**Working data:**
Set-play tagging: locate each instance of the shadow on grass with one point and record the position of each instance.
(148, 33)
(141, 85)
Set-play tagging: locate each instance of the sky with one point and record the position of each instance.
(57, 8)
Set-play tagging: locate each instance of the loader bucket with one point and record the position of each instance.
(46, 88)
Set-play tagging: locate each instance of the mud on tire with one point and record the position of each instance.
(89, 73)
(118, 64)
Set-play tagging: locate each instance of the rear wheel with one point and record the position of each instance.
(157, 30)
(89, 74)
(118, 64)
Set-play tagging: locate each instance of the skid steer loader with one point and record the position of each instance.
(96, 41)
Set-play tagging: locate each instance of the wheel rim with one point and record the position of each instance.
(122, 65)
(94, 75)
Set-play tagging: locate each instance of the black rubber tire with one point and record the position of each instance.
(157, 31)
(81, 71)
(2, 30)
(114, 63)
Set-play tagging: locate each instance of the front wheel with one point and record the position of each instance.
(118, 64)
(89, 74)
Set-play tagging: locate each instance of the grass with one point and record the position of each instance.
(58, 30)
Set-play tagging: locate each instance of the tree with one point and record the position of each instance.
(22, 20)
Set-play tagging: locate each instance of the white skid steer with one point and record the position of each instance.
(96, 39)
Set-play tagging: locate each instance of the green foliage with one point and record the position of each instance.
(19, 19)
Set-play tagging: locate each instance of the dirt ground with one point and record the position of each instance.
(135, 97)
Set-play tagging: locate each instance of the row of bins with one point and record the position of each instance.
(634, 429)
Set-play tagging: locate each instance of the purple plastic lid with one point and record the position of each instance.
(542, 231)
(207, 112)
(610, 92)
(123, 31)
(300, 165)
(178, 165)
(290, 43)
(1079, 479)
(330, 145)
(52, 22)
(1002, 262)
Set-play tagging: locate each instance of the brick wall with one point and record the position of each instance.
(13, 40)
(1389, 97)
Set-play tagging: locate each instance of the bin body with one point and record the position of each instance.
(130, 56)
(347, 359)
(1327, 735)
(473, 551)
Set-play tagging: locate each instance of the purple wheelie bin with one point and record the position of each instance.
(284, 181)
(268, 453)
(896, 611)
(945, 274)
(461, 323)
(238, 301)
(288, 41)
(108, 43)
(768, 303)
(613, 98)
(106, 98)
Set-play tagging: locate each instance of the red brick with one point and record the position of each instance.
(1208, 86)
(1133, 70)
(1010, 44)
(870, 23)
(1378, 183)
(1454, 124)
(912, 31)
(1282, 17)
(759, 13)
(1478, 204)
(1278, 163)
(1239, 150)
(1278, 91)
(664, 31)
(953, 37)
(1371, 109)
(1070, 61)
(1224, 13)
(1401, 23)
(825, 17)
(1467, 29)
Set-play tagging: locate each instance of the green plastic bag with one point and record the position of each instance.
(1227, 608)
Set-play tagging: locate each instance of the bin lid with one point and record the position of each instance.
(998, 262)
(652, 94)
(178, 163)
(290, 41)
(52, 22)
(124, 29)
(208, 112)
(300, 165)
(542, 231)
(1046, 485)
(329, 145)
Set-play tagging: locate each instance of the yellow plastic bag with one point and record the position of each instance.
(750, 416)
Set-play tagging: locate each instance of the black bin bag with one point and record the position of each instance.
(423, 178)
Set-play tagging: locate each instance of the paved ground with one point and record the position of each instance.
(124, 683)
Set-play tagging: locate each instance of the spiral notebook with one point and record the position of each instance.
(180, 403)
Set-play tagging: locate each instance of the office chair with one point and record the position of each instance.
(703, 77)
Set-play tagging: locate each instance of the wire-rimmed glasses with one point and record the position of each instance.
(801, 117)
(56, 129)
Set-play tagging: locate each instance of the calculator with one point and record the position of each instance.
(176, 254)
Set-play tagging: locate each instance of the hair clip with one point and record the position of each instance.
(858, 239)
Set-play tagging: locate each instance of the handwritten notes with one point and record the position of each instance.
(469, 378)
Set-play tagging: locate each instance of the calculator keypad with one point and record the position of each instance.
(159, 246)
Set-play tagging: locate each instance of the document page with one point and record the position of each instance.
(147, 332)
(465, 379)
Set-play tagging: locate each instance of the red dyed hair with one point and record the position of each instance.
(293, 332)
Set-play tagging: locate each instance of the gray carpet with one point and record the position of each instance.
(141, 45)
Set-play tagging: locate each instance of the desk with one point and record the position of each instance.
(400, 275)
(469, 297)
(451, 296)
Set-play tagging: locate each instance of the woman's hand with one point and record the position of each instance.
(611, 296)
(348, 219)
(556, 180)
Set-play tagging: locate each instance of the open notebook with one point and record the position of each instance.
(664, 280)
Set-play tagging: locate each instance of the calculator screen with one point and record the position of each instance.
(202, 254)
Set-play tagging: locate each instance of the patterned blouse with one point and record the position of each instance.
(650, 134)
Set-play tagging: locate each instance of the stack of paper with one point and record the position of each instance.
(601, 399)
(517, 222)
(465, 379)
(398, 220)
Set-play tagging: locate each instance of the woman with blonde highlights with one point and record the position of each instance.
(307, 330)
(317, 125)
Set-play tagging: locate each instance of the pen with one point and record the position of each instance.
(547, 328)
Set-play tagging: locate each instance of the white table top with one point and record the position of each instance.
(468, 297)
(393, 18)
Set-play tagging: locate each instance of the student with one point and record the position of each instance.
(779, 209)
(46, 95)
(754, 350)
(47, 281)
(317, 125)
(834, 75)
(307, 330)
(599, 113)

**Aim of the exercise:** Would you please write out the entries again exactly?

**Completed task:**
Set-play tagging: locate each instance of the shadow on grass with one point and record the position of each instance.
(148, 33)
(141, 85)
Set-play tagging: locate each instance of the sky with one point and record the position of each instance.
(57, 8)
Set-play tagging: locate each instance of the loader bucket with one point and record the position of each instance.
(46, 88)
Set-play tagging: locate each instance of the mud on tire with one point and record the position of each instance.
(89, 73)
(118, 64)
Set-play tagging: locate each instance of the rear wheel with one point and record the position of each instance.
(157, 30)
(89, 74)
(118, 64)
Set-play tagging: locate each instance of the skid steer loader with one point and record the position of each instance.
(96, 41)
Set-play tagging: locate each instance of the wheel rim with one point and record the position of each instance.
(122, 65)
(94, 75)
Set-play tagging: locate each instance of the black rubber tire with one point and record the position of each instance.
(157, 31)
(81, 71)
(2, 30)
(114, 63)
Set-play tagging: locate each instance of the front wheel with one point and record the position of each instance.
(118, 64)
(89, 74)
Set-play tagging: locate each instance of the grass with one point and record the position of each instance.
(58, 30)
Set-play tagging: locate each instance of the tree with one point and record the position of each instance.
(22, 20)
Set-play tagging: locate each instance of the white skid steer with one point and record the position of each instance.
(96, 39)
Set-play tagging: locate each instance of the green foliage with one point and record the position of each instance.
(19, 19)
Set-play tagging: locate each instance of the dirt ground with one point and record the position of each instance.
(135, 97)
Set-play tagging: locate each instance of the row of bins with one point and record the position of each instance.
(634, 429)
Set-play tagging: locate each instance of the purple plastic lid with one point and record the position of each instance.
(542, 231)
(207, 112)
(610, 92)
(123, 31)
(300, 165)
(178, 165)
(290, 43)
(1079, 479)
(330, 145)
(52, 22)
(1002, 262)
Set-play tagging: locate each instance of the brick wall with one point and record the position of each instance.
(13, 40)
(1389, 97)
Set-play tagging: locate each instance of the bin body with one point and record the position of each instance.
(130, 56)
(347, 359)
(1327, 735)
(473, 551)
Set-play tagging: locate each instance of the purple wheelie bin with one point and record the position of each instance.
(284, 181)
(268, 453)
(896, 611)
(945, 274)
(461, 323)
(238, 301)
(288, 41)
(108, 43)
(768, 303)
(613, 98)
(106, 98)
Set-play tagging: locate each instance of the red brick with one point and record the position of each instance.
(1208, 86)
(1133, 70)
(1010, 44)
(870, 23)
(1378, 183)
(1454, 124)
(912, 31)
(1282, 17)
(759, 13)
(1478, 204)
(1278, 163)
(1239, 150)
(1278, 91)
(664, 31)
(953, 37)
(1371, 109)
(1070, 61)
(1224, 13)
(1401, 23)
(825, 17)
(1467, 29)
Set-play tagging: locate each instance of the green plastic bag with one point and record the position of each instance.
(1227, 608)
Set-play tagging: locate each instance of the bin lid with one point and record the position of each instance.
(998, 262)
(652, 94)
(178, 163)
(290, 41)
(52, 22)
(124, 29)
(208, 112)
(300, 165)
(542, 231)
(1046, 485)
(329, 145)
Set-play tagging: locate each instance of the yellow plastic bag with one point and record the position of each instance.
(750, 416)
Set-play tagging: locate each instance of the black bin bag with one point and record the position of each instance.
(423, 178)
Set-play tagging: locate each instance of the paved ground with one point and record the position of each instance.
(124, 683)
Set-play tagging: locate each instance of the spiral notebook with one point and record the position of each instance.
(180, 403)
Set-play tagging: locate each instance of the office chair with one point and record the position of each instance.
(703, 77)
Set-play tagging: locate each instance of the wire-rimmed glasses with one point and record the position of each instance.
(801, 117)
(56, 129)
Set-play tagging: locate each instance of the calculator with one point and record the position of each instance.
(176, 254)
Set-play tagging: locate each instance of the hair clip with one point and record the position of each instance.
(858, 239)
Set-play tagging: locate each instance of the handwritten notes with one point and record the position of each instance.
(469, 378)
Set-play tagging: locate each instance of the calculator keypad with one point and record the position of each instance.
(159, 246)
Set-play tagging: locate each instance of the document page with one point and record the position of each instance.
(147, 332)
(465, 379)
Set-play tagging: locate each instance of the red dyed hair with one point and record the position of each instance.
(293, 332)
Set-play tagging: locate each instance of the gray carpet with one point and record the position of each instance.
(141, 45)
Set-play tagging: locate each instance of the desk with one point and record the position of each instance.
(400, 275)
(469, 297)
(451, 296)
Set-play tagging: locate each instance of the woman's hand with one point and record the position of each instance.
(611, 296)
(348, 219)
(556, 180)
Set-play tagging: locate each instance of the open notebook with one point and record the position of each instance.
(664, 280)
Set-play tagging: locate each instance of the calculator screen with one point and record the position of each instance.
(202, 254)
Set-play tagging: locate each instance of the patterned blouse with one point and record the position of each instance.
(650, 134)
Set-play tagging: locate each instance of the stack of paper with one point and record the position of each instance.
(601, 399)
(517, 222)
(465, 379)
(398, 220)
Set-play tagging: locate each instance of the woman with blonde highlights with one point and record the position of each instance.
(307, 330)
(317, 125)
Set-play tagging: locate each instance of the pen with one point and record the position of each instance.
(547, 328)
Set-play tagging: locate each instance of the white table top with one point and record the position of each instance.
(468, 297)
(393, 18)
Set-play tagging: locate each instance of the student with one point and record the position of each instance.
(779, 209)
(46, 95)
(754, 350)
(47, 281)
(317, 125)
(834, 75)
(307, 330)
(599, 113)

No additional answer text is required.